**Set task**
Render every one of the records below as a numbered list, one item per line, with blank lines omitted.
# START OF Data
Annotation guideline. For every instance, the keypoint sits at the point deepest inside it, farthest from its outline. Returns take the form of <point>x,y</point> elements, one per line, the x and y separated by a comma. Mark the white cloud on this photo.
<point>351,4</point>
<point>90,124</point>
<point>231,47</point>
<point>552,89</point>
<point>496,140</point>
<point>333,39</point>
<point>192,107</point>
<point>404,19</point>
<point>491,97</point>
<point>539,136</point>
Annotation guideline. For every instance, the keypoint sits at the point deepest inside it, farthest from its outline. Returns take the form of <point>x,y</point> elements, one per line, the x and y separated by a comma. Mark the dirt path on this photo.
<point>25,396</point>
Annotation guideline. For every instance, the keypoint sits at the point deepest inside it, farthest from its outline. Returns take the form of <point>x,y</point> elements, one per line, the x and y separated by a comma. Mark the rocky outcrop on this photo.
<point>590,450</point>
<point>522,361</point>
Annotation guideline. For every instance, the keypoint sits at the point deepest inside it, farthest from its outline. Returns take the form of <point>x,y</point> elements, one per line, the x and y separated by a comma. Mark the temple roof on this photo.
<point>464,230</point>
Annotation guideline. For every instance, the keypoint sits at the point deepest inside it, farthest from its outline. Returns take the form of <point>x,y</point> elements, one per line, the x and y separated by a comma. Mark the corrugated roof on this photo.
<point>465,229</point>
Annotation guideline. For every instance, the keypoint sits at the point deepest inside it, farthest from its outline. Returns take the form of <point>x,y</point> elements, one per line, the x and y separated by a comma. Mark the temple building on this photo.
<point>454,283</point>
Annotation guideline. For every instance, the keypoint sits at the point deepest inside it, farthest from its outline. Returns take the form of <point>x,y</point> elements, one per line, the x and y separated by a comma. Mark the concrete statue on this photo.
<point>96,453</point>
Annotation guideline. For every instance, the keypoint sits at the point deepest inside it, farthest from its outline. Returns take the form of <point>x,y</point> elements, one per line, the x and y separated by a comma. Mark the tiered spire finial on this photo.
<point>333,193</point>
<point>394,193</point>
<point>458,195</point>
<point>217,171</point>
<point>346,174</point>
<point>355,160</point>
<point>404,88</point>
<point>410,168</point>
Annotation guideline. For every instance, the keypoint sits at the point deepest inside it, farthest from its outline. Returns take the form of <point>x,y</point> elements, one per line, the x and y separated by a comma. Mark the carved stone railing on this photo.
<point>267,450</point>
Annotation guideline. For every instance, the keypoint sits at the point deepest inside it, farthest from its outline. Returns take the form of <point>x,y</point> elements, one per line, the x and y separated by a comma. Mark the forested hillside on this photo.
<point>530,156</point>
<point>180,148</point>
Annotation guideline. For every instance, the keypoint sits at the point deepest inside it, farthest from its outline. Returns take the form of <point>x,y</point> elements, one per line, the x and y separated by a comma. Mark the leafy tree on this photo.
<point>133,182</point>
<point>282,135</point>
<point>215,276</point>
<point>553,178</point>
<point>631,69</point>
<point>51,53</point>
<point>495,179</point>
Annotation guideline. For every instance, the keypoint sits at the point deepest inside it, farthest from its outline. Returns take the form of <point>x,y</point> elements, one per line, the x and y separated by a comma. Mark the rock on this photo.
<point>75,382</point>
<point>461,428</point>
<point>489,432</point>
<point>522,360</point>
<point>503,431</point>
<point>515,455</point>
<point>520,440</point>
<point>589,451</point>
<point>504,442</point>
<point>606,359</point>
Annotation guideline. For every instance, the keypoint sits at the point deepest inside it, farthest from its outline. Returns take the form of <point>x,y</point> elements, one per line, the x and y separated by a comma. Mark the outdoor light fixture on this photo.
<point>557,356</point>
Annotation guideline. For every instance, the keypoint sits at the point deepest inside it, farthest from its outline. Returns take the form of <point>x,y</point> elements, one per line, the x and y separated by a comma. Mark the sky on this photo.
# END OF Data
**Solved problem**
1. Annotation guideline. For every instance, the keypoint sits at the point deepest inside it, farthest from its outline. Returns take the form of <point>x,y</point> elements, one per line, the x and y separated by a comma. Mark the white cloud on this photo.
2. <point>351,4</point>
3. <point>90,124</point>
4. <point>231,47</point>
5. <point>552,89</point>
6. <point>496,140</point>
7. <point>333,39</point>
8. <point>192,107</point>
9. <point>404,19</point>
10. <point>491,97</point>
11. <point>539,136</point>
12. Annotation guideline. For every instance, the keypoint sits at the point deepest inside it, farthest from its outline. Returns take the form of <point>x,y</point> elements, one per line, the x and y separated by a comma. Mark the dirt path on this photo.
13. <point>25,396</point>
14. Annotation guideline. For every instance, the keypoint sits at the point deepest inside it, farthest from its outline. Returns take the form of <point>x,y</point> elements, one per line, the x and y separated by a comma. Mark the rocky outcrop on this photo.
15. <point>590,450</point>
16. <point>522,361</point>
17. Annotation guideline. For every instance, the keypoint sits at the point deepest inside it, farthest from its outline. Returns take the form of <point>x,y</point> elements, one per line, the x and y separated by a comma. Mark the temple roof on this photo.
18. <point>464,230</point>
19. Annotation guideline. For every instance, the keypoint sits at the point deepest inside it, farthest from its outline. Returns take the form of <point>x,y</point> elements, one per line, the x and y separated by a comma. Mark the corrugated roof on this photo.
20. <point>465,229</point>
21. Annotation guideline. For every instance, the keypoint sits at the point deepest inside it, farthest from its outline. Returns take the form of <point>x,y</point> elements, one per line, the x and y separated by a comma. Mark the temple building on this photo.
22. <point>454,283</point>
23. Annotation guideline. For every instance, the keypoint sits at the point deepest inside it, farthest from its outline. Returns take the form of <point>x,y</point> elements, one per line, the x and y separated by a comma. Mark the concrete statue on this photo.
24. <point>96,453</point>
25. Annotation guideline. For every instance, the keypoint sits at the point deepest inside it, farthest from its outline. Returns take the form of <point>x,y</point> elements, one per line, the x and y separated by a comma. Mark the tiered spire finial on this photo.
26. <point>333,193</point>
27. <point>394,193</point>
28. <point>458,195</point>
29. <point>217,171</point>
30. <point>346,174</point>
31. <point>355,160</point>
32. <point>404,88</point>
33. <point>410,168</point>
34. Annotation guideline. For every instance, the keypoint sits at the point deepest inside it, farthest from its outline. Returns take the form of <point>x,y</point> elements, one per line, the x and y separated by a comma. Mark the carved stone railing on this photo.
35. <point>267,450</point>
36. Annotation guideline. For every instance, the keypoint sits at the point deepest inside it, farthest from its outline. Returns take the form of <point>x,y</point> elements, one per line, the x and y separated by a comma. Mark the forested hillside on this photo.
37. <point>530,156</point>
38. <point>180,148</point>
39. Annotation guideline. For every instance, the keypoint sits at the point deepest inside it, farthest from its outline. Returns take the form of <point>x,y</point> elements, one per line, the x and y separated by a comma. Mark the leafy tree on this photo.
40. <point>133,182</point>
41. <point>282,135</point>
42. <point>215,276</point>
43. <point>553,178</point>
44. <point>631,69</point>
45. <point>51,53</point>
46. <point>495,179</point>
47. Annotation guideline. For every instance, the keypoint sits at the point deepest inside it, farthest from its outline. Returns take the form of <point>x,y</point> elements, one per line, the x and y separated by a comma. Mark the rock on this photo.
48. <point>75,382</point>
49. <point>461,428</point>
50. <point>489,432</point>
51. <point>522,360</point>
52. <point>503,431</point>
53. <point>515,455</point>
54. <point>520,440</point>
55. <point>589,451</point>
56. <point>504,442</point>
57. <point>606,359</point>
58. Annotation guideline. For every instance, the keypoint sits at the point deepest inside it, farthest from its outline. Returns take the form of <point>x,y</point> elements, one per line, the x and y separated by a comma. Mark the outdoor light fixture on this photo.
59. <point>557,356</point>
60. Annotation guideline. For every instance, the keypoint sits at the point deepest inside it, farthest from its outline. Returns take the form of <point>x,y</point> elements, one per line, the x and y separated by a comma. Mark the sky on this photo.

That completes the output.